[Prompt] Extract every text line from the material below, reproducing each line unchanged and omitting the pictures.

Stored entries:
━━━━━━━━━━━━━━━━━━━━━━━━━━━━━━
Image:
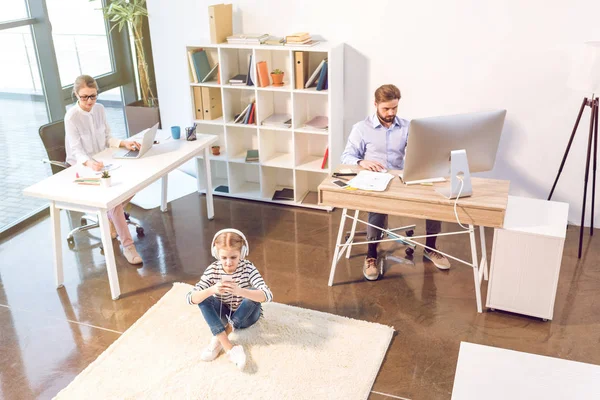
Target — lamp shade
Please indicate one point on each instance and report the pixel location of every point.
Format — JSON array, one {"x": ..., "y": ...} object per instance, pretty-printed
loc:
[{"x": 585, "y": 68}]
━━━━━━━━━━━━━━━━━━━━━━━━━━━━━━
[Response]
Image:
Target — lamp shade
Please indicate one point on each instance and report the pixel location of every point.
Format — JSON array, one {"x": ..., "y": ...} object per instance, pretty-printed
loc:
[{"x": 585, "y": 68}]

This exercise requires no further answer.